Text excerpt →
= Hurdle technology =

Food production safety method

Hurdle technology is a method of ensuring that pathogens in food products can be eliminated or controlled. This means the food products will be safe for consumption, and their shelf life will be extended. Hurdle technology usually works by combining more than one approach. These approaches can be thought of as "hurdles" the pathogen has to overcome if it is to remain active in the food. The right combination of hurdles can ensure all pathogens are eliminated or rendered harmless in the final product.

Hurdle technology has been defined by Leistner (2000) as an intelligent combination of hurdles which secures the microbial safety and stability as well as the organoleptic and nutritional quality and the economic viability of food products. The organoleptic quality of the food refers to its sensory properties, that is its look, taste, smell and texture.

Examples of hurdles in a food system are high temperature during processing, low temperature during storage, increasing the acidity, lowering the water activity or redox potential, or the presence of preservatives. According to the type of pathogens and how risky they are, the intensity of the hurdles can be adjusted individually to meet consumer preferences in an economical way, without compromising the safety of the product.

Not all hurdles are used simultaneously or applied to every food product. Their effectiveness depends on the intensity of application—higher intensity improves microbial stability, while excessive intensity may negatively impact food quality. For example, traditional heat treatment methods like pasteurization can degrade thermolabile bioactive compounds in fruit juices, reducing their nutritional value. As an alternative, non-thermal preservation techniques based on the hurdle concept offer a promising solution, ensuring food safety while maintaining quality, nutritional integrity, and consumer appeal.

==Hurdles==
Each hurdle aims to eliminate, inactivate or at least inhibit unwanted microorganisms. Common salt or organic acids can be used as hurdles to control microbials in food. Many natural antimicrobials such as nisin, natamycin and other bacteriocins also work well. As do essential oils derived from rosemary or thyme.

Stored data entries:
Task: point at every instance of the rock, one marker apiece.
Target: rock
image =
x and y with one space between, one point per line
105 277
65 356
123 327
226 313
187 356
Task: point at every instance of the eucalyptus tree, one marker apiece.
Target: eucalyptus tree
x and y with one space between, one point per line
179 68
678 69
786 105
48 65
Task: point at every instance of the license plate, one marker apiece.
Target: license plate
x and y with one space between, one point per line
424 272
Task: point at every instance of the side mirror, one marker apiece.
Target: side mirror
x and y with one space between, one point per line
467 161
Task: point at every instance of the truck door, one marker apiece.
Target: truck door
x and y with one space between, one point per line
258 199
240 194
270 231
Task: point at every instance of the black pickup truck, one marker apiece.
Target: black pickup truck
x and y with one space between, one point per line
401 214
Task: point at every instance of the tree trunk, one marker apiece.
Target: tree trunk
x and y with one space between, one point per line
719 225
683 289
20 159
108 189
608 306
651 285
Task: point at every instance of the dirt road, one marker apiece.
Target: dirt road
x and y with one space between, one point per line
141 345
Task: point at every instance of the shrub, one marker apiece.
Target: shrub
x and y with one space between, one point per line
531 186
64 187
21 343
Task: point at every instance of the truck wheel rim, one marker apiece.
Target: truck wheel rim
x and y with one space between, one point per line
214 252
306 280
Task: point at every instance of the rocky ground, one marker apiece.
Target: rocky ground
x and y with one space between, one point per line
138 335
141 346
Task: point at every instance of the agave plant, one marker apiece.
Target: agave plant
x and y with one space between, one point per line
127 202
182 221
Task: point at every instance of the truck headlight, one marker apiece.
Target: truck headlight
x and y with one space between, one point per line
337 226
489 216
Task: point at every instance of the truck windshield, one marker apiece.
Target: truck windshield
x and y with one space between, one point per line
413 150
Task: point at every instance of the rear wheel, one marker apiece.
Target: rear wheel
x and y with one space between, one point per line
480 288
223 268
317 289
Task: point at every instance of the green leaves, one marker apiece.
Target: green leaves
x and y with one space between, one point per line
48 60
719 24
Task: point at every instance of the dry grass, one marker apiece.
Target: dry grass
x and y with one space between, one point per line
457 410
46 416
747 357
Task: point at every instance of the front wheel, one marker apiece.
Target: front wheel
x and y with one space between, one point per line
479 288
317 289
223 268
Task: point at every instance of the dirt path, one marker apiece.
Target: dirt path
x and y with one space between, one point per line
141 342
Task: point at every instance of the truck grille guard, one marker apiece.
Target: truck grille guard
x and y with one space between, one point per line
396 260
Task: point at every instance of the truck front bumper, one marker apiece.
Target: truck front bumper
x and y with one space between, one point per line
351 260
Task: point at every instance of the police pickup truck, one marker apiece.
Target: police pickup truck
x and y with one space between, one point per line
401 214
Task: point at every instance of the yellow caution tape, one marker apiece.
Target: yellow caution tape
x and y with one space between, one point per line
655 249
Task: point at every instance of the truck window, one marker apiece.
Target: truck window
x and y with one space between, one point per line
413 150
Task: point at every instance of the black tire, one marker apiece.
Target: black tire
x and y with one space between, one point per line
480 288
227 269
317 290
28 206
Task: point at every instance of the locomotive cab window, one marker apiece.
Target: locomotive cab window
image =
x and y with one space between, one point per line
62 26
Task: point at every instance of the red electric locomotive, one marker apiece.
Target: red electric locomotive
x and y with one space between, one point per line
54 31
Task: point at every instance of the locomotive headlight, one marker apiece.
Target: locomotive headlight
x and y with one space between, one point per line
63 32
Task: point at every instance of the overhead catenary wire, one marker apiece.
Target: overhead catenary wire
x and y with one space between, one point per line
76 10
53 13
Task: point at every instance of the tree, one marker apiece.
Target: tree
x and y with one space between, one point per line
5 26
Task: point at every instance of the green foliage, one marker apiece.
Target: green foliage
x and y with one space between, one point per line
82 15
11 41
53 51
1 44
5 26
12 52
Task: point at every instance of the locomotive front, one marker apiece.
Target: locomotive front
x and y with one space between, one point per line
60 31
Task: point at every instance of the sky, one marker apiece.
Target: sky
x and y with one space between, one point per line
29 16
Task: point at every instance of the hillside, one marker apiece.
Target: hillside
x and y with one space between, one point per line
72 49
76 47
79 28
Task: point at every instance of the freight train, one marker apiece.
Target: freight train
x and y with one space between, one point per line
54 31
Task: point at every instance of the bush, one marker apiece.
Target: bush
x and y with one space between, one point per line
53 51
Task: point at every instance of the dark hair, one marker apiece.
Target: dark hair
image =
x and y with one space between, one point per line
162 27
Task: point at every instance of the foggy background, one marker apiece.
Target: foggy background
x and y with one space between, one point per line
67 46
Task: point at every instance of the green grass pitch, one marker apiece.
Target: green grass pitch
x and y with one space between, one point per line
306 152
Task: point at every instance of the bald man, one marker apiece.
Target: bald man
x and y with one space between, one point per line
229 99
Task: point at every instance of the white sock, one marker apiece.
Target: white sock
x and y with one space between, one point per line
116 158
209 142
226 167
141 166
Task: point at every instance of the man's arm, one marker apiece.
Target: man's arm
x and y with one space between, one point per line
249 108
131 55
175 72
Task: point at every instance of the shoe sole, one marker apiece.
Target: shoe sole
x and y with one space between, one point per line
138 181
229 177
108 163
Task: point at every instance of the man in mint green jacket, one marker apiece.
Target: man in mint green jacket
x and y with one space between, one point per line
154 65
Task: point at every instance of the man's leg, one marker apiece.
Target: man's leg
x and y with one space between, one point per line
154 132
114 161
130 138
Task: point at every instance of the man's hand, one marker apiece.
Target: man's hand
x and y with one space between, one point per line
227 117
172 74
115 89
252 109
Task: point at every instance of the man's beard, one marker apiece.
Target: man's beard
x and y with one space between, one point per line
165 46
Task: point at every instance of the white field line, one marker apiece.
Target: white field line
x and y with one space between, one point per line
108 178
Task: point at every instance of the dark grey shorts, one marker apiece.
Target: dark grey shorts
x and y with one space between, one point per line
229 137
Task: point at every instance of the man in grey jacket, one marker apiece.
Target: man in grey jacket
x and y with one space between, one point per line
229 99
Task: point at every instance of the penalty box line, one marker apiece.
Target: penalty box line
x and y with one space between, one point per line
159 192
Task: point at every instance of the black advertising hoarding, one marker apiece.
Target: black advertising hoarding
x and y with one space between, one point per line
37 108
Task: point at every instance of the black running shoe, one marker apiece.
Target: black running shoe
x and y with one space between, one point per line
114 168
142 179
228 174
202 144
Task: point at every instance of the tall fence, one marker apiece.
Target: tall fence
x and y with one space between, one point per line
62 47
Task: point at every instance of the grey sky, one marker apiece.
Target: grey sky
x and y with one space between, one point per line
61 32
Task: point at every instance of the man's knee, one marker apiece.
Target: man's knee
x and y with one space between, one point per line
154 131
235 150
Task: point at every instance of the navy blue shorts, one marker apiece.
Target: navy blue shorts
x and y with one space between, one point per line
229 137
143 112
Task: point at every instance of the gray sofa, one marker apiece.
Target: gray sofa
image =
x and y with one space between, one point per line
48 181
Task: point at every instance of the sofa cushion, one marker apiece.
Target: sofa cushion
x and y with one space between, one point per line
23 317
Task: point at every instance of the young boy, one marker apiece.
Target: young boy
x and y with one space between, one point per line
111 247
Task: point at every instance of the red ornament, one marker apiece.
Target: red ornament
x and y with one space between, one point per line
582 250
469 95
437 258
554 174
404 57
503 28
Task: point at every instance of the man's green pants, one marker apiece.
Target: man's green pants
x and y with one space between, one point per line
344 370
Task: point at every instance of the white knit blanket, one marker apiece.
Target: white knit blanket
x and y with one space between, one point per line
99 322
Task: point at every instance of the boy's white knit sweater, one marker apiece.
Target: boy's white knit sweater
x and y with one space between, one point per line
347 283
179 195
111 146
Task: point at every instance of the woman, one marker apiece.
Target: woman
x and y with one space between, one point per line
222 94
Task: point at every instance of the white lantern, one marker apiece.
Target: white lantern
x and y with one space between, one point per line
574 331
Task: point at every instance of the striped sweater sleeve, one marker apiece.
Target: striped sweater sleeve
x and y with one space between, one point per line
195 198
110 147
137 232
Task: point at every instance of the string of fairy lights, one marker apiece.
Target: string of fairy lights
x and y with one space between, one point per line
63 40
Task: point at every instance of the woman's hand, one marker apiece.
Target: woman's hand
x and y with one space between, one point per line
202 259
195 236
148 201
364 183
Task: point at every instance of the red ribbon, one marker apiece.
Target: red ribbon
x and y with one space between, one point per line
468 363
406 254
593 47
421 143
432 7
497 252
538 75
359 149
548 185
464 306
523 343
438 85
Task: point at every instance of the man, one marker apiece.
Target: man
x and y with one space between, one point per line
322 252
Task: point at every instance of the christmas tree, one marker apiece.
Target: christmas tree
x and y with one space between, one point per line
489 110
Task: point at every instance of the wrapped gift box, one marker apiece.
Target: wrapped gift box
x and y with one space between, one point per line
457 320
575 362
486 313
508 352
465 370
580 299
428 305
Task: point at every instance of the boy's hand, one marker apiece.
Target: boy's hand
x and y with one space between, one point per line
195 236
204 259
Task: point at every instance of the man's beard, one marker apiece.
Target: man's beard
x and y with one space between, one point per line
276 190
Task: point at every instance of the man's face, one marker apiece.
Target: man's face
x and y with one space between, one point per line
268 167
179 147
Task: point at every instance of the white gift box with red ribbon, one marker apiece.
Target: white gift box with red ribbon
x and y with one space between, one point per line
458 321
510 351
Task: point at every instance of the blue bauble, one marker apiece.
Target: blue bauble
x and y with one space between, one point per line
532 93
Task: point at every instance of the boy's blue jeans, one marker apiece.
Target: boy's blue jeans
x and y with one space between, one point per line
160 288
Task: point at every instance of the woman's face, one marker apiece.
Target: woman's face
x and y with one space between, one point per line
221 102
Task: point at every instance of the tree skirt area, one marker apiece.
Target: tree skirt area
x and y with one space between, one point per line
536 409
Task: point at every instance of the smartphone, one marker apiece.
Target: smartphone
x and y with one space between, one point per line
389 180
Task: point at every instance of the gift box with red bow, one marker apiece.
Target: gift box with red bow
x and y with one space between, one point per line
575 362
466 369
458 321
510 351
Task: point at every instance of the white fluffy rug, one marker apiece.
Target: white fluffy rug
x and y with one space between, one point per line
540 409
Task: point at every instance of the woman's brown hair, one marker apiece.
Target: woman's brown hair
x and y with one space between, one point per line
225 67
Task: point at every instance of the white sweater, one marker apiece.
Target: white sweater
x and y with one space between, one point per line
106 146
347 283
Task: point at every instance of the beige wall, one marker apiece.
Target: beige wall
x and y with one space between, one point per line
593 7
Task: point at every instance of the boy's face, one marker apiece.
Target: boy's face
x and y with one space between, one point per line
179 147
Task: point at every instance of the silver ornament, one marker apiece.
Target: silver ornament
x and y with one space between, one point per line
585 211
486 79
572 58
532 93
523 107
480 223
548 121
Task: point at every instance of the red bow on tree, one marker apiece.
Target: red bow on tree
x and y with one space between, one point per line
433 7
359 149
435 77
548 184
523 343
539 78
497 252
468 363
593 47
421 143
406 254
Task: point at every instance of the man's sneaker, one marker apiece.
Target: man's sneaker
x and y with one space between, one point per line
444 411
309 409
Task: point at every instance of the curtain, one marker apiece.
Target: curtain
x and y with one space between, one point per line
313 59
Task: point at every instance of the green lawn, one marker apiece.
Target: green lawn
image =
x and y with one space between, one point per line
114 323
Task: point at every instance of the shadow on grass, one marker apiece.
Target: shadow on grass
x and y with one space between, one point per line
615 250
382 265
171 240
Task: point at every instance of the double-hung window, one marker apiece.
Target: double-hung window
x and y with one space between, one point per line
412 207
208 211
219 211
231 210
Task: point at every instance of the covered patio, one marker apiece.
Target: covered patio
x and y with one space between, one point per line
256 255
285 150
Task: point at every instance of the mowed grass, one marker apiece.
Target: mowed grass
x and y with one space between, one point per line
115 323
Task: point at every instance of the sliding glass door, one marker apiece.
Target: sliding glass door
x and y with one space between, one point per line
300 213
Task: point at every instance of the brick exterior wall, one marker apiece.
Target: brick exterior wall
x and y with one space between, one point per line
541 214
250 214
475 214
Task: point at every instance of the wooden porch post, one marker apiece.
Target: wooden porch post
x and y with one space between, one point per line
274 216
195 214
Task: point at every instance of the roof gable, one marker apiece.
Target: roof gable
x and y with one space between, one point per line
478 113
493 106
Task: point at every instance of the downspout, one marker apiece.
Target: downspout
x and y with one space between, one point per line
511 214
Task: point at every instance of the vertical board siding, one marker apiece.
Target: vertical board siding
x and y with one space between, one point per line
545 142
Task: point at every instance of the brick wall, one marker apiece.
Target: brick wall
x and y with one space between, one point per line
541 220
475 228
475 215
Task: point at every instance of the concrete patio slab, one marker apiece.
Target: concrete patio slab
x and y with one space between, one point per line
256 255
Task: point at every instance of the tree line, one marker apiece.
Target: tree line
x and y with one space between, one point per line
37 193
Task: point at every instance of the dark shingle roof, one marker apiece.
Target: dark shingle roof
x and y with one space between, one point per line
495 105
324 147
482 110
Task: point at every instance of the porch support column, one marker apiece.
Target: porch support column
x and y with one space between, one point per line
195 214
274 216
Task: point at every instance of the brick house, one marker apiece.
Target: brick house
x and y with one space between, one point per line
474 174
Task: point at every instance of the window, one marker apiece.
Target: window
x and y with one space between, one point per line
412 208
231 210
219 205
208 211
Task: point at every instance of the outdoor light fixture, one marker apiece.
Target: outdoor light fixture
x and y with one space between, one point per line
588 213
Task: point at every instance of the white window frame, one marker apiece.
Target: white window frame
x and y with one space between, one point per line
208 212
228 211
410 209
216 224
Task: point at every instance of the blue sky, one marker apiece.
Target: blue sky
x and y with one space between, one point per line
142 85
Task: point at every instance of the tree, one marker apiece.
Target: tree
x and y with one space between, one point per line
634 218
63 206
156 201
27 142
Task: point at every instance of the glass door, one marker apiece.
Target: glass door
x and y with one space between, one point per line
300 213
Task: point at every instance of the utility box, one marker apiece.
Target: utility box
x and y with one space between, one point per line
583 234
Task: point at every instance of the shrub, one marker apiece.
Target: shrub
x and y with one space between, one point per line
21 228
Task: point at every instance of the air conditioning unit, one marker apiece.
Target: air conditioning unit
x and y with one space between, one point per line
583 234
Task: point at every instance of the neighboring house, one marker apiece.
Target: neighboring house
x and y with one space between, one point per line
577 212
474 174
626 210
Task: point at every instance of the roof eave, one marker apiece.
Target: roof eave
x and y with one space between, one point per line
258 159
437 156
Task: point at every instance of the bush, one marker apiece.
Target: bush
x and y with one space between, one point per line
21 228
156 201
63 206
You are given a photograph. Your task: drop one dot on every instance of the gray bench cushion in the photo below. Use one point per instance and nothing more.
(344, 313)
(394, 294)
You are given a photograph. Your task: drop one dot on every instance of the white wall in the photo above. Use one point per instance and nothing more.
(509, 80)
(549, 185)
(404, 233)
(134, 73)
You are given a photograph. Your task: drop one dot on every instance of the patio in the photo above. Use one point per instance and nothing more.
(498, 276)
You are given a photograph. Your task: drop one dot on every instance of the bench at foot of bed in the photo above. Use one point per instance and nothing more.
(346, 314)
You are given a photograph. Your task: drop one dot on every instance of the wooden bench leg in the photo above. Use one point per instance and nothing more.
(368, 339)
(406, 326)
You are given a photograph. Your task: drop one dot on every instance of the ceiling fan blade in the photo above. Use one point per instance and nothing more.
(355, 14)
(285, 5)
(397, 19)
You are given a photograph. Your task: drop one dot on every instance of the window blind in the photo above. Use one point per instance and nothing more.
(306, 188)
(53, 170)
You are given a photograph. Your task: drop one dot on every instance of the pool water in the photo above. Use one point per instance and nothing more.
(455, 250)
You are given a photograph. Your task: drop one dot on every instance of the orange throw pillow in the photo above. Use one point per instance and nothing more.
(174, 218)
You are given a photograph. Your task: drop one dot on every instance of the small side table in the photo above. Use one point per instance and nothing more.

What to work on →
A: From the hurdle technology article, set down the stretch from "Food production safety" through "the final product.".
B: In the hurdle technology article, which sensory properties make up the organoleptic quality of food?
C: Continue the hurdle technology article from the point where it stops.

Answer set →
A:
Food production safety method

Hurdle technology is a method of ensuring that pathogens in food products can be eliminated or controlled. This means the food products will be safe for consumption, and their shelf life will be extended. Hurdle technology usually works by combining more than one approach. These approaches can be thought of as "hurdles" the pathogen has to overcome if it is to remain active in the food. The right combination of hurdles can ensure all pathogens are eliminated or rendered harmless in the final product.

B: Look, taste, smell, texture

C:
Principal hurdles used for food preservation (after Leistner, 1995)
| Parameter | Symbol | Application |
| High temperature | F | Heating |
| Low temperature | T | Chilling, freezing |
| Reduced water activity | a_{w} | Drying, curing, conserving |
| Increased acidity | pH | Acid addition or formation (pickling) |
| Reduced redox potential | E_{h } | Removal of oxygen or addition of antioxidants like ascorbate |
| Biopreservatives |  | Competitive flora such as microbial fermentation |
| Other preservatives |  | Sorbates, sulfites, nitrites |

"Traditionally, fermented seafood products common in Japan, provide a typical example of hurdle technology. Fermentation of sushi employs hurdles that favour growth of desirable bacteria but inhibit the growth of pathogens. The important hurdles in the early stages of fermentation are salt and vinegar. Raw fish is cured in salt (20–30%, w/w) for one month before being desalted and pickled in vinegar. The main target of these hurdles is C. botulinum. Growth of lactic acid bacteria during fermentation results in acid production from metabolism of added sugars and rice. The result is a pH hurdle important in controlling growth of C. botulinum."

Types of hurdles used for food preservation (from Ohlsson and Bengtsson, 2002)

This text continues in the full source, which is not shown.